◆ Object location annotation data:

════════════════

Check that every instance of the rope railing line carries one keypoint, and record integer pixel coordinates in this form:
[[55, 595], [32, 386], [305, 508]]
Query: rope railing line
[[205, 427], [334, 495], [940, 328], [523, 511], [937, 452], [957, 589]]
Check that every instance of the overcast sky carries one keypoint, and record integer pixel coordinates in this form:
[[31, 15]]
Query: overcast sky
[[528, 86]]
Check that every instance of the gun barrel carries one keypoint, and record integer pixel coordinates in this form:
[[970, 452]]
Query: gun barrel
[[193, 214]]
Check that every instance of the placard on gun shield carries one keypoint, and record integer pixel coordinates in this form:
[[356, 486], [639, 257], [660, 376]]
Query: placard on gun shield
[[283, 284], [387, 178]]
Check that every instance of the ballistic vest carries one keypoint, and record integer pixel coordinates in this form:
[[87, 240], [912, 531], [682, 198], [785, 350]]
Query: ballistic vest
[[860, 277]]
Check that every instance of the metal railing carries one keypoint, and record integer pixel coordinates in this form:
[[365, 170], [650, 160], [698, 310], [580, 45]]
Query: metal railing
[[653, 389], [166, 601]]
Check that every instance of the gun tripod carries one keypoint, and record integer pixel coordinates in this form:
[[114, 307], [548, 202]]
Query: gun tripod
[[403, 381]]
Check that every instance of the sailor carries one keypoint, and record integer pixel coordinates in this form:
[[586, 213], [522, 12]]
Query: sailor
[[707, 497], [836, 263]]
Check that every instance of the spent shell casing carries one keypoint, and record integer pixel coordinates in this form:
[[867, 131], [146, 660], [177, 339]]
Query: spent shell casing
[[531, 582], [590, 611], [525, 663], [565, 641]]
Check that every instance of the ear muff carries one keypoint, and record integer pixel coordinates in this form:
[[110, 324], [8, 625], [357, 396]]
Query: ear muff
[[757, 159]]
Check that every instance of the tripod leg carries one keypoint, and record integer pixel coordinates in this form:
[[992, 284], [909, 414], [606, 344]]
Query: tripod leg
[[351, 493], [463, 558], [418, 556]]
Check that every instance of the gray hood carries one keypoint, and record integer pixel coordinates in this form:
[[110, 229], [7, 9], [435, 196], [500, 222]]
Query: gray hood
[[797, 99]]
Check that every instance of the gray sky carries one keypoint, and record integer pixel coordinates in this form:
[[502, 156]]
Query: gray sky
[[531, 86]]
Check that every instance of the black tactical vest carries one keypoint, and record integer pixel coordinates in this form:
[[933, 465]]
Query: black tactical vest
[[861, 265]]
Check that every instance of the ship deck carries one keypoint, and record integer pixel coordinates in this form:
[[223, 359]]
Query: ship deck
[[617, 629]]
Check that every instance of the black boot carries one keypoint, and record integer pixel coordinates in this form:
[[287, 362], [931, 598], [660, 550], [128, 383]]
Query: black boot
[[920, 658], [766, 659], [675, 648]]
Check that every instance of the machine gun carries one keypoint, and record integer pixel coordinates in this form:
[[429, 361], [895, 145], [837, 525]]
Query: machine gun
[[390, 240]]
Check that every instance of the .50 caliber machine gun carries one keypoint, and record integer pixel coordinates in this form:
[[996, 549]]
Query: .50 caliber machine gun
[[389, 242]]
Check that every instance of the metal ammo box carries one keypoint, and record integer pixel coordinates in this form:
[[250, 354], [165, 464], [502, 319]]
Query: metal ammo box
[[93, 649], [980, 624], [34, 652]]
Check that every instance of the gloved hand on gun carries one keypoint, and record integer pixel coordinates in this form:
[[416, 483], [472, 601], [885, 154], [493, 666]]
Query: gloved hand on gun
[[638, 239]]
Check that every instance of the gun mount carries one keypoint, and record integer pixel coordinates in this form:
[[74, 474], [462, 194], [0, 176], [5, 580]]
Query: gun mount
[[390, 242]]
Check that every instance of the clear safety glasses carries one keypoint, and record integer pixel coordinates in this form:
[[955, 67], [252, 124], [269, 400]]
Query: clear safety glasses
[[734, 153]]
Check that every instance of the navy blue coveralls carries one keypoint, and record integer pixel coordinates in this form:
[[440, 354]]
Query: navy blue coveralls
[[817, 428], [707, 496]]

════════════════

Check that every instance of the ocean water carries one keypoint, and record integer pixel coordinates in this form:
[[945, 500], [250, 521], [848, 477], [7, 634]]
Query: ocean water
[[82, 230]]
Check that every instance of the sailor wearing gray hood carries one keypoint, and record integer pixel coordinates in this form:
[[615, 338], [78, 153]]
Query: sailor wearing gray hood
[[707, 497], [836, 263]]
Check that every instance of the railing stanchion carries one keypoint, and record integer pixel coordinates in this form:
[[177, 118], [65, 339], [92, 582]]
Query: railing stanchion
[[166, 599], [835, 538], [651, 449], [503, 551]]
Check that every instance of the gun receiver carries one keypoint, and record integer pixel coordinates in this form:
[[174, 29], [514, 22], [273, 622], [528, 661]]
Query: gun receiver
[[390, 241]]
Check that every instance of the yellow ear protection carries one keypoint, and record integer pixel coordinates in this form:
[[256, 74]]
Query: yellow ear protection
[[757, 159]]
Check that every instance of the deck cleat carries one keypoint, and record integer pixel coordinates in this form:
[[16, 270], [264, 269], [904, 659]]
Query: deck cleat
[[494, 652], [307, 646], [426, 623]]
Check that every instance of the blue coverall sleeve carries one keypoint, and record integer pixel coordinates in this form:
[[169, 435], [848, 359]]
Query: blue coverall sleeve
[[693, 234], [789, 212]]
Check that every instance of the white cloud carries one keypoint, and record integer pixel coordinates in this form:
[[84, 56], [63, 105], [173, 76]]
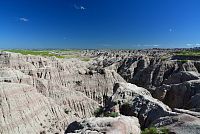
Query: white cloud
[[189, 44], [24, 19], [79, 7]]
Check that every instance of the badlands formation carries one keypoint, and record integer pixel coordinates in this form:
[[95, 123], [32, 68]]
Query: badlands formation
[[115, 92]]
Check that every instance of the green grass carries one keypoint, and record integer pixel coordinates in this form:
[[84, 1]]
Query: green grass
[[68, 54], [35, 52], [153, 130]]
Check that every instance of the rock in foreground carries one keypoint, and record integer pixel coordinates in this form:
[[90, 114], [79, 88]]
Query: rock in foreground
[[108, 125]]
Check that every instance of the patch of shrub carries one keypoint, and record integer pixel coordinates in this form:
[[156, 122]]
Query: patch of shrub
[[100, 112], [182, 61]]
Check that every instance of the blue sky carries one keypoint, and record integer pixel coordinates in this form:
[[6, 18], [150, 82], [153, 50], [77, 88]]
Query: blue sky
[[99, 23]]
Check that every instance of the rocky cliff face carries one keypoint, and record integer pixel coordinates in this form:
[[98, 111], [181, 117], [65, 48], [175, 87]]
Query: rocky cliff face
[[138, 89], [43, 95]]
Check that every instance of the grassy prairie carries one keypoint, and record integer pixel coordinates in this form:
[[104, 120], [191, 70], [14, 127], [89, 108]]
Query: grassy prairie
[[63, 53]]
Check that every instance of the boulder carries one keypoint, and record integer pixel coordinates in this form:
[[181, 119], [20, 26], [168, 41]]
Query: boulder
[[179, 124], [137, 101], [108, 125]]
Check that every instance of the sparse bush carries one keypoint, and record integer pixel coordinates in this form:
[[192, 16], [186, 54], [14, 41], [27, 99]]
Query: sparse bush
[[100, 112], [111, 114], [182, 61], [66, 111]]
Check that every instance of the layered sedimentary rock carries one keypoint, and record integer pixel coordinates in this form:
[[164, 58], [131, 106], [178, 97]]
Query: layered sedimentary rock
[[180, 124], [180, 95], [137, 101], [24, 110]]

════════════════

◆ STATED PROBLEM:
Reproduce, character for character, the lines from the one containing "Check that every instance of the .50" up to and including the one containing "[[817, 428], [707, 496]]".

◆ FULL SOLUTION:
Check that every instance of the .50 caliber machine gun carries one keypoint, and record integer pixel coordinates in this form:
[[996, 549]]
Query: .50 caliber machine gun
[[389, 242]]
Check that every instance of the metal ammo box carries one keypoint, and record integer pixel coordinates in this form:
[[250, 354], [165, 464], [502, 319]]
Query: metal ammo box
[[93, 649], [980, 624], [34, 652]]
Check that every instance of the gloved hand on gun carries one keypoint, and record integer pixel coordinates in this form:
[[416, 483], [472, 601], [885, 154], [493, 666]]
Query: gloved hand on gun
[[638, 239]]
Check that every instance of the gun mount carries one keypoint, and record integer pixel coordinates in this form:
[[74, 474], [462, 194], [0, 176], [5, 580]]
Query: gun mount
[[390, 242]]
Check that every instance of the clear safety glasses carries one keypoint, and record integer pixel coordinates in this form:
[[955, 67], [252, 124], [269, 400]]
Query: clear safety glasses
[[734, 153]]
Check that every instance of the navy blue coveralls carries one keypoint, and record integer pixel coordinates in this form:
[[440, 354]]
Query: navy blue coveralls
[[817, 428], [707, 496]]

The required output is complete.